Text provided START
SPRINGFIELD, Ill. (NEXSTAR) — Some of the state’s most prominent elected officials renewed calls for tighter gun control laws after the mass shootings in Colorado and Georgia.

At a press conference on Tuesday, Governor J.B. Pritzker predicted the mass shootings “will accelerate some of those conversations.”

“Unfortunately, we have had mass shootings in Illinois,” Pritzker said. “I very much want to make sure that we’re securing our families with proper gun safety legislation.”

“We’re facing a pandemic and a pandemic of gun violence,” Senator Dick Durbin said at a separate Friday press conference in Chicago.

“We have 350 million people in the U.S. and about 434-million guns,” he said. “Last year was the biggest year for the sale of fire arms a 60% increase. Two million were sold in the first two months this year. We are awash in guns in America.”
Text provided END
Recorded data START
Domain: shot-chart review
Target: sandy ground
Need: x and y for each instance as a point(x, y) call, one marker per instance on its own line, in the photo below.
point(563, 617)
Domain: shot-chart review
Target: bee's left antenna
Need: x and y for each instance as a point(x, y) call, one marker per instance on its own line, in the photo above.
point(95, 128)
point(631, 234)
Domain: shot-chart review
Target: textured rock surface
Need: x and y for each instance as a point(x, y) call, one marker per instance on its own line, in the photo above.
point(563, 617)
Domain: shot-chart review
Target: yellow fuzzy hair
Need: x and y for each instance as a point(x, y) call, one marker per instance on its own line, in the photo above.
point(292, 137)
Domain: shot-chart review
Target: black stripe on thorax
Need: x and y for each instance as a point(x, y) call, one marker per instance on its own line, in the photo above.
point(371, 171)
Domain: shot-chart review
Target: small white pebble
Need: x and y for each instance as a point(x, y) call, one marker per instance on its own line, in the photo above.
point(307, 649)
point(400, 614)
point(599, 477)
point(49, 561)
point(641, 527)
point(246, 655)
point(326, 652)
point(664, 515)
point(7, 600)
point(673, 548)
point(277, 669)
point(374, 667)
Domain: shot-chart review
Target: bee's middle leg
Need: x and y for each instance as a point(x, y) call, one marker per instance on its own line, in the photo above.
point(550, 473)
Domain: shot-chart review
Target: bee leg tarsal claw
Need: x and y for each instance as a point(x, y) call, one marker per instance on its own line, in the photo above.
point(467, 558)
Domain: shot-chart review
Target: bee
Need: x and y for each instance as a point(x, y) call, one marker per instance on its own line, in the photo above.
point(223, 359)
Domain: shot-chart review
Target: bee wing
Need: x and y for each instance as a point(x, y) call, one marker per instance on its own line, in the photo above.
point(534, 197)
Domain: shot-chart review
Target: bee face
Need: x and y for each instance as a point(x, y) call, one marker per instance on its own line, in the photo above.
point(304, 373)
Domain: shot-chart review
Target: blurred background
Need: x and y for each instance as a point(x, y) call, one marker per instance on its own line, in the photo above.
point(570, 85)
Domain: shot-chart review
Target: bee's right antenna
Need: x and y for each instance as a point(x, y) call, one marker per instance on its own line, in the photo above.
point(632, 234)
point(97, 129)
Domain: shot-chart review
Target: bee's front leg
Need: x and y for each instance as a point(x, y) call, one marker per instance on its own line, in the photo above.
Recorded data END
Check your understanding:
1. Answer these questions about the gun control article:
(a) On what day did Governor Pritzker hold his press conference?
(b) In which city did Senator Durbin speak?
(c) By what percentage did firearm sales rise last year, according to Durbin?
2. Pick up the gun control article after its final sentence and carry it on for a few more paragraphs.

Answers by task:
1.
(a) Tuesday
(b) Chicago
(c) 60%

2.
“What we’re trying to focus on is something that 90% of the American people agree on,” Durbin said. “We should do everything in our power to keep firearms out of the hands of convicted felons and people who are mentally unstable. This could make lives safer. 60% of the gunowners think it’s a good idea.”

Mass shootings often attract the most attention but are not the primary source of gun violence. In 2019, one out of every 400 gun deaths was the result of a mass shooting. More than half of the country’s total gun deaths are from suicides.

The New York Times reports the toll of gun deaths approaches the death count from pancreatic cancer. When gun violence is counted as a single category which includes homicides, suicides and accidents, it kills about 40 thousand Americans a year.

State senator Ram Villivalam (D-Chicago) proposed expanded background checks and fingerprint requirements for Firearm Owners Identification card holders in Illinois.

“We have somehow figured out how to manage this pandemic in the last 12 months and make sure people are preventing the contraction of COVID; yet, we have not taken action yet on how we can address mass tragedies,” Villivalam said on Capitol Connection.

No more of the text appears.